**Exercise brief**
Swap "cumulus" for "storm" in the records, starting at the line that contains "the large cumulus cloud" and ending at the line that contains "<point>977,172</point>". Give back only those lines, with nothing else changed.

**Dataset content**
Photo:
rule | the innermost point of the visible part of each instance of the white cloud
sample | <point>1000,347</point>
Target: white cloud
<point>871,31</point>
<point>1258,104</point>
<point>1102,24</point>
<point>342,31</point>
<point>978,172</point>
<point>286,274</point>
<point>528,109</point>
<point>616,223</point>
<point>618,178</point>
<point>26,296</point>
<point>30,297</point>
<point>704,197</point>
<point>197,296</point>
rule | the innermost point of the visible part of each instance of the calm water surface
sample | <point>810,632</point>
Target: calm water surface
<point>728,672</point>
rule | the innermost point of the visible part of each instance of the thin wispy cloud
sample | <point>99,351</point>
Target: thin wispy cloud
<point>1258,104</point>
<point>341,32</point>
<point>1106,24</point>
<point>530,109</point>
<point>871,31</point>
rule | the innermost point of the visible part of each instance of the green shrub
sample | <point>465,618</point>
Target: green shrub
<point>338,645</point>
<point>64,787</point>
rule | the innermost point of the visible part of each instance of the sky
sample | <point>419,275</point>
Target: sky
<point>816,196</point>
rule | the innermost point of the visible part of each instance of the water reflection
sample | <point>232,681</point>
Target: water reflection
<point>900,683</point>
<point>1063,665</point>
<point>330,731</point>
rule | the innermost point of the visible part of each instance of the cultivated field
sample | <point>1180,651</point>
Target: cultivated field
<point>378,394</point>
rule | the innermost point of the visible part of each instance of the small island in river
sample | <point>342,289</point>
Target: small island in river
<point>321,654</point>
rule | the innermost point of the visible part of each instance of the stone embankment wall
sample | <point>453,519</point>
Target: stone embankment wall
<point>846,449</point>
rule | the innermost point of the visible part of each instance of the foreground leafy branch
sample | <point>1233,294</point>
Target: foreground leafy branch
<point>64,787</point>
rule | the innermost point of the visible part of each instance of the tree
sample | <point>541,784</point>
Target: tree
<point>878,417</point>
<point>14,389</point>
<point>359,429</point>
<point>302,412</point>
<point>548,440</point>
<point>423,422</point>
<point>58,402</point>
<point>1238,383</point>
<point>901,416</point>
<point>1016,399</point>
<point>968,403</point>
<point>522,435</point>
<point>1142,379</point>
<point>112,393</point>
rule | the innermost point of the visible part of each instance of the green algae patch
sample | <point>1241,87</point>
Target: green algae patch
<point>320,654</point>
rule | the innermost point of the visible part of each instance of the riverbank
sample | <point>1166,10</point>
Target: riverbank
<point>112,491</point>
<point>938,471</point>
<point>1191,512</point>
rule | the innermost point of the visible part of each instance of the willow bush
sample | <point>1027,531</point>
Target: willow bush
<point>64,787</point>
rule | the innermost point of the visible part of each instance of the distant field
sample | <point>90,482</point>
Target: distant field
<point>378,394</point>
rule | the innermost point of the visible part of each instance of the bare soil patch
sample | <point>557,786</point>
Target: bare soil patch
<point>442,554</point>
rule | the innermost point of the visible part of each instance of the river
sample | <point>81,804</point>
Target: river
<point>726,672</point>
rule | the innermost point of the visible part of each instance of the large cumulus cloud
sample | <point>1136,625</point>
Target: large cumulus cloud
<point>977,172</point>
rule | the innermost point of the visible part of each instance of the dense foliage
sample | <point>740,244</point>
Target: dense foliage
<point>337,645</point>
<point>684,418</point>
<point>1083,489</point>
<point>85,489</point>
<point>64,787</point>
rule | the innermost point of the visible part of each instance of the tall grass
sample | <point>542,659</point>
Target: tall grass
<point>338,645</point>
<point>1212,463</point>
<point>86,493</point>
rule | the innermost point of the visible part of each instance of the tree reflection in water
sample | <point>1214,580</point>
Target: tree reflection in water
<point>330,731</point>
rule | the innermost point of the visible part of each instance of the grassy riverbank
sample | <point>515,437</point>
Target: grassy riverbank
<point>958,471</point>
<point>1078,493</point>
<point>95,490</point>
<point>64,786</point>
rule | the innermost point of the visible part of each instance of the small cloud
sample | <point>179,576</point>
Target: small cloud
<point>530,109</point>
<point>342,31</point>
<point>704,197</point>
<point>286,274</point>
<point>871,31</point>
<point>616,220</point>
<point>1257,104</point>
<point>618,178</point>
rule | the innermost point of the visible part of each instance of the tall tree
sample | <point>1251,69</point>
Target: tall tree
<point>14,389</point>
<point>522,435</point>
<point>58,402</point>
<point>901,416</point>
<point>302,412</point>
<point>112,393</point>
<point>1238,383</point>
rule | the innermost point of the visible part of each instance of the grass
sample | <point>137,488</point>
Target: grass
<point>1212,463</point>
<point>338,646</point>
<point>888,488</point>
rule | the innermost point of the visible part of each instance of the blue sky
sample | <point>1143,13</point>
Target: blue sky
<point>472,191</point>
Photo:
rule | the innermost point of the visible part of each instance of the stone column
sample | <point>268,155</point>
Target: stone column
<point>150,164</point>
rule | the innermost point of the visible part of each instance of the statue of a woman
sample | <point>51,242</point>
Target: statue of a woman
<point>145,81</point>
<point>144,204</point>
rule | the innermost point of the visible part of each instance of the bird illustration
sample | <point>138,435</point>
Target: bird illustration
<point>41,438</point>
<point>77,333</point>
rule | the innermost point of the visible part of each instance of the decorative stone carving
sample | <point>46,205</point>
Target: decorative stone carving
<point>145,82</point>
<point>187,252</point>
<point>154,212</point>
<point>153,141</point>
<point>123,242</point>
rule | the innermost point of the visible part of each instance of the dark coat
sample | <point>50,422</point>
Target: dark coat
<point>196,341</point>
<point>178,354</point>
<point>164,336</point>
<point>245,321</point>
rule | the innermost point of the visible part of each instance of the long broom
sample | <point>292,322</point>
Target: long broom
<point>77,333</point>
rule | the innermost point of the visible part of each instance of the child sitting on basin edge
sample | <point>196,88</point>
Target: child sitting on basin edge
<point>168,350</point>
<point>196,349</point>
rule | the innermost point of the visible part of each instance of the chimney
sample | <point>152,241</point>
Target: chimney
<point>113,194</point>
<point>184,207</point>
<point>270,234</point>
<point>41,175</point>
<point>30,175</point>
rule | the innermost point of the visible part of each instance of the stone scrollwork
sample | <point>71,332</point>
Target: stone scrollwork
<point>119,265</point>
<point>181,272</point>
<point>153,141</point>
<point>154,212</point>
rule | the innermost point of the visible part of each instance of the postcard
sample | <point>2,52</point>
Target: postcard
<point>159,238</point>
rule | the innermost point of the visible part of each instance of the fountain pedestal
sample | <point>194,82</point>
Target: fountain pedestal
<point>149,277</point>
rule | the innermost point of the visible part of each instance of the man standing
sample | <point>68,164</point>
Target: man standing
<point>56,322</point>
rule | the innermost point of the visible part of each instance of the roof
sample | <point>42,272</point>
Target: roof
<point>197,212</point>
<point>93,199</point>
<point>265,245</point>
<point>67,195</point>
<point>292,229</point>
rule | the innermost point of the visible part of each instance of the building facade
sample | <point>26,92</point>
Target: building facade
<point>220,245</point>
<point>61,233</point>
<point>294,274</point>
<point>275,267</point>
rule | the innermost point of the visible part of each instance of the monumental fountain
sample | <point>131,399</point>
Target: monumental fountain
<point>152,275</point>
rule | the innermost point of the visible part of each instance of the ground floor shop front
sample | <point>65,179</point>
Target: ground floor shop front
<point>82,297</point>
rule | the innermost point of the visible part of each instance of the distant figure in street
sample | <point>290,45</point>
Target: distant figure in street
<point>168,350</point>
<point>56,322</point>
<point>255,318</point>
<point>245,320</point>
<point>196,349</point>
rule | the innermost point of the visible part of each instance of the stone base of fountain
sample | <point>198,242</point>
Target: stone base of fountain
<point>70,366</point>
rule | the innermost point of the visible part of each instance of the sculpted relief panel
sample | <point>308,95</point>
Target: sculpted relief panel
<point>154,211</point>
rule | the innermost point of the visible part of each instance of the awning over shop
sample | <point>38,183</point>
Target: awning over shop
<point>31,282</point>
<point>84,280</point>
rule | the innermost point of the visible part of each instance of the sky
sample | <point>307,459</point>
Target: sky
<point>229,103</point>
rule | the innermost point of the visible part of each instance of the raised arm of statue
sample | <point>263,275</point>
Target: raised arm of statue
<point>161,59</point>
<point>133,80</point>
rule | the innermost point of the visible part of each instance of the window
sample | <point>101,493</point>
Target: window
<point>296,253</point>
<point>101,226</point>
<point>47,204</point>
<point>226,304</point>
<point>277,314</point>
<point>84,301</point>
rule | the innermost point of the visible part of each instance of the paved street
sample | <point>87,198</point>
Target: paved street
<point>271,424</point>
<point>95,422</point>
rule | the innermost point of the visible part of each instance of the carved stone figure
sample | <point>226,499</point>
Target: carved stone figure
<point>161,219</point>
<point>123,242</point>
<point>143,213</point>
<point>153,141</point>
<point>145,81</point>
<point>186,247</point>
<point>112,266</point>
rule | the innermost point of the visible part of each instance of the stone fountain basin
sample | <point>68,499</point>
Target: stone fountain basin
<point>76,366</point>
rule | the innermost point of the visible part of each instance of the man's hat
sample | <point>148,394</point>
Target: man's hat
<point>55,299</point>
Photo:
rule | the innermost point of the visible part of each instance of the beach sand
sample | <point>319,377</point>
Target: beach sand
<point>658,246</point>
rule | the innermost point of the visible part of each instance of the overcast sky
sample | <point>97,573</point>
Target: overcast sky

**Answer to the exercise**
rule | the innermost point of the visible part of each instance of the large storm cloud
sample | <point>1136,625</point>
Target: large storm cloud
<point>977,172</point>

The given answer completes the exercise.